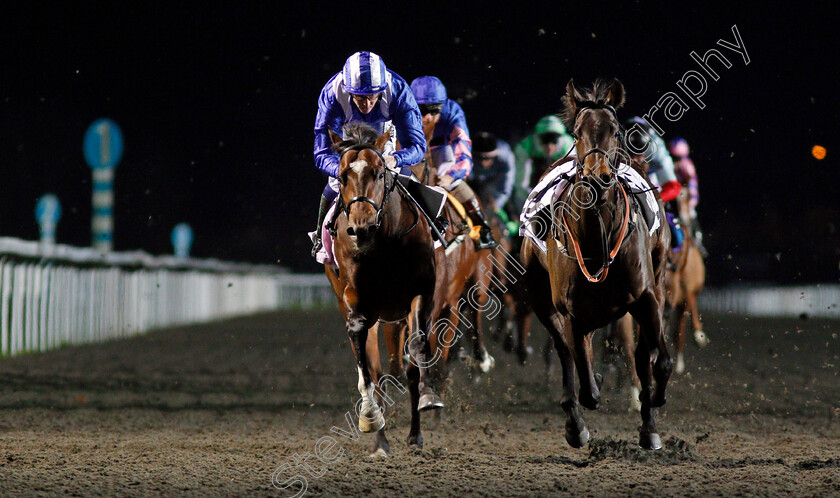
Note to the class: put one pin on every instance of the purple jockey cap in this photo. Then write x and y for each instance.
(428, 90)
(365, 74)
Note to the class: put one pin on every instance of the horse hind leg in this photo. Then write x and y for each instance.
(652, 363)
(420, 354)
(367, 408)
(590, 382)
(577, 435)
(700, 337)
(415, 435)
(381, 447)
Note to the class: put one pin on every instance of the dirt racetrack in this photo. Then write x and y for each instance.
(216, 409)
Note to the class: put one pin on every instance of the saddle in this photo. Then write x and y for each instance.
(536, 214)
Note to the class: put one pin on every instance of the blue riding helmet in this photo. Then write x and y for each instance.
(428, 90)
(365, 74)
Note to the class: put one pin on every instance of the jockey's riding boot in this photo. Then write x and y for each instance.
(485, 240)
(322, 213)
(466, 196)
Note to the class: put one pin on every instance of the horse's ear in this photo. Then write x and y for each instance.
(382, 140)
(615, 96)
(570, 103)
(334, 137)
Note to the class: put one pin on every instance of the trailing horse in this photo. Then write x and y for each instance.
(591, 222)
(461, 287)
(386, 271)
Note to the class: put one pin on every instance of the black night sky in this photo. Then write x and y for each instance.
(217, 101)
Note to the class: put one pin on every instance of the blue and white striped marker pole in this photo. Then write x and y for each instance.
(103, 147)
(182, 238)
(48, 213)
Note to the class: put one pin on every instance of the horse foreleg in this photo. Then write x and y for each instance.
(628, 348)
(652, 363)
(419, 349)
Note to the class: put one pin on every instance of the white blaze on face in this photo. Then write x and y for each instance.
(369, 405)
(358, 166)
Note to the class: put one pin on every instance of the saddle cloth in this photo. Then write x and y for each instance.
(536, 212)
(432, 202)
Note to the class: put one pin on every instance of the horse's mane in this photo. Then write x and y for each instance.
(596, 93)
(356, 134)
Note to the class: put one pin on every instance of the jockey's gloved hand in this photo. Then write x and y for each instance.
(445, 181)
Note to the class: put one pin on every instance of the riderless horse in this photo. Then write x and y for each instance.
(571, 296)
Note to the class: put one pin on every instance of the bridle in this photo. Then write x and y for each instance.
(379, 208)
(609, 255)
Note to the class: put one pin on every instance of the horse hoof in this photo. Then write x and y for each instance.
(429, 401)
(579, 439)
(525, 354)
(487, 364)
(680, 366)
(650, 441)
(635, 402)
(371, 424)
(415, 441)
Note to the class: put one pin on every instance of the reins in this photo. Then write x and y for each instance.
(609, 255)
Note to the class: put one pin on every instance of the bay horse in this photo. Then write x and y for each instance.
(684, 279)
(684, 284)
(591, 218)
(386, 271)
...
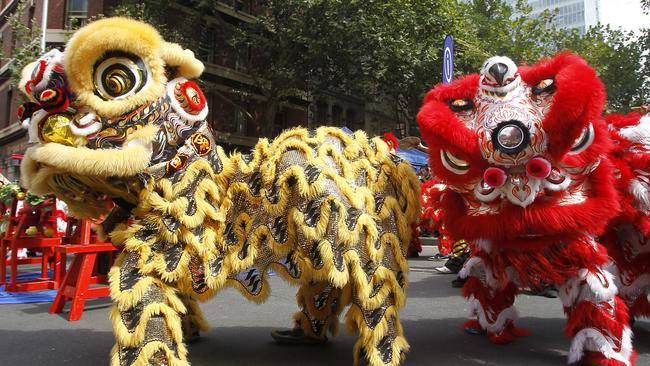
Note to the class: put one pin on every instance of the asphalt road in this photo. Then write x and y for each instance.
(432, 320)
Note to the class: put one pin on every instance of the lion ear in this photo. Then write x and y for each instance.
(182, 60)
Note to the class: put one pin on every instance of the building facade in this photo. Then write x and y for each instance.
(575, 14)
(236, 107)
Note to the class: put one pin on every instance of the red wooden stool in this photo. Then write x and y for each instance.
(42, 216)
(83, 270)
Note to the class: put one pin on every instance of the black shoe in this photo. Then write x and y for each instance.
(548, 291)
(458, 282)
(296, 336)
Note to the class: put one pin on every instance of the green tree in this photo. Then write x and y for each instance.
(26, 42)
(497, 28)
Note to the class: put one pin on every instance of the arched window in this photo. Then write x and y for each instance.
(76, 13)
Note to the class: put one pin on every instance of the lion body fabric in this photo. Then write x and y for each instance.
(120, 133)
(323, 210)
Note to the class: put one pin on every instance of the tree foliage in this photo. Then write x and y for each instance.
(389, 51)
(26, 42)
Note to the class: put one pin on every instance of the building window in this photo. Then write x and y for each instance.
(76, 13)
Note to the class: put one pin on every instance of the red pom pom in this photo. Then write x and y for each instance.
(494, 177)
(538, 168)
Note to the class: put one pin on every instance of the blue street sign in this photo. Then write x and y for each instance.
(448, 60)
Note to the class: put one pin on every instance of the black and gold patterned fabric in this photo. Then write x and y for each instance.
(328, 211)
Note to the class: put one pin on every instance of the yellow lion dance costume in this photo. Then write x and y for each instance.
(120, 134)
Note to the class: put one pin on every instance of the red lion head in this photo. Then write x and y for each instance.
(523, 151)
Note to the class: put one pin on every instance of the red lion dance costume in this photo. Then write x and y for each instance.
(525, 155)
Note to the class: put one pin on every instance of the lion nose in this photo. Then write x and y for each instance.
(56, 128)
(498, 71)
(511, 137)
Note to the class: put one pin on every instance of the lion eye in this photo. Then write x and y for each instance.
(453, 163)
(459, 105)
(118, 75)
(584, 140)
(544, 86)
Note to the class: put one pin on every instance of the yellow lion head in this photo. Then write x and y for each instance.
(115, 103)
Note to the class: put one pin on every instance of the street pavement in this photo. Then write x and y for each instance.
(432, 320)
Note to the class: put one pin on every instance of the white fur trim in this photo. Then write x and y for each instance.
==
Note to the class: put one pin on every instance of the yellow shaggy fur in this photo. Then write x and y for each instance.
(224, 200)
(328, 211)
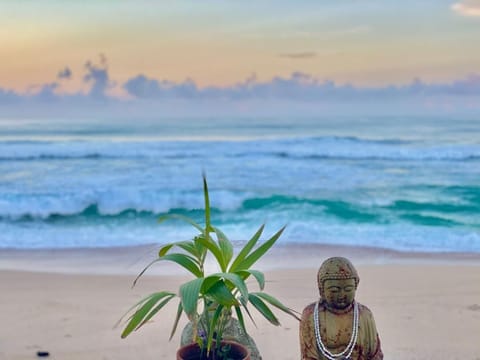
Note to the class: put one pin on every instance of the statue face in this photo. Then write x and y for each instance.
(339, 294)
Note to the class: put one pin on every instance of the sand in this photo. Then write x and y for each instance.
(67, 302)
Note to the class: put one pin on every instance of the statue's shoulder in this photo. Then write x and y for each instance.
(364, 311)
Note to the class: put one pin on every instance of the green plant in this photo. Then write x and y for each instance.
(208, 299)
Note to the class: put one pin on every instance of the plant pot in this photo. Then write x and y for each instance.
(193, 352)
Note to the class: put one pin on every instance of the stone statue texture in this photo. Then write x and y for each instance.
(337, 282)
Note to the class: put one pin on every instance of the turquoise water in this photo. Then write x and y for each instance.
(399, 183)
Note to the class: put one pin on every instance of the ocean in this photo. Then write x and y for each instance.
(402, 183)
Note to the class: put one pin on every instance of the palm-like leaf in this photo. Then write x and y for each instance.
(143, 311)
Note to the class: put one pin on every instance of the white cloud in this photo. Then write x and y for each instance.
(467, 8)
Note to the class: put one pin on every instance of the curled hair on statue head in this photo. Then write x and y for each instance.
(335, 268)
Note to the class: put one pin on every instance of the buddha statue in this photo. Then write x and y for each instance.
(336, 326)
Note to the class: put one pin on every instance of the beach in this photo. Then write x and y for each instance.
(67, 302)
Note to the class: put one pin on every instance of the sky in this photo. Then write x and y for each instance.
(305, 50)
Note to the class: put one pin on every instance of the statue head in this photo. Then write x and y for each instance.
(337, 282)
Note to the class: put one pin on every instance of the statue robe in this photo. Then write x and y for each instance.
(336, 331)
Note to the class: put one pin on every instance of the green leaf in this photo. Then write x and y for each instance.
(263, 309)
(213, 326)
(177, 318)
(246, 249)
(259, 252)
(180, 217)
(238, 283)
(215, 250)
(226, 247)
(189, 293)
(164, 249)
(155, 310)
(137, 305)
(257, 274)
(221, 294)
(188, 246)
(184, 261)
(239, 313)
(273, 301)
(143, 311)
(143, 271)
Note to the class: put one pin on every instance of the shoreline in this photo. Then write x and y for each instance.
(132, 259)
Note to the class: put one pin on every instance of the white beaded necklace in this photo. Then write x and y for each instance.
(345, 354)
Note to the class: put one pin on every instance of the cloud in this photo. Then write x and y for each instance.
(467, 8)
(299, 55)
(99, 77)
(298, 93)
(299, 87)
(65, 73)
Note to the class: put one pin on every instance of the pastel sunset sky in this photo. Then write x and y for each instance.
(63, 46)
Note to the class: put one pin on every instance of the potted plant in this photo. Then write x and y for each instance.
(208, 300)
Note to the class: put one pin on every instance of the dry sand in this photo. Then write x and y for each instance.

--- Task requirements ---
Report every line of the listing above that contains the string "riding", treating uppercase and lowercase letters as distinct.

--- Output of the task ---
Note to the class: put one pin on every instance of the blue riding helmet in this photo. Then write x and y for each instance.
Note to the class: put one pin on every instance of the jockey's riding boot in this photo. Then write x and y for each instance.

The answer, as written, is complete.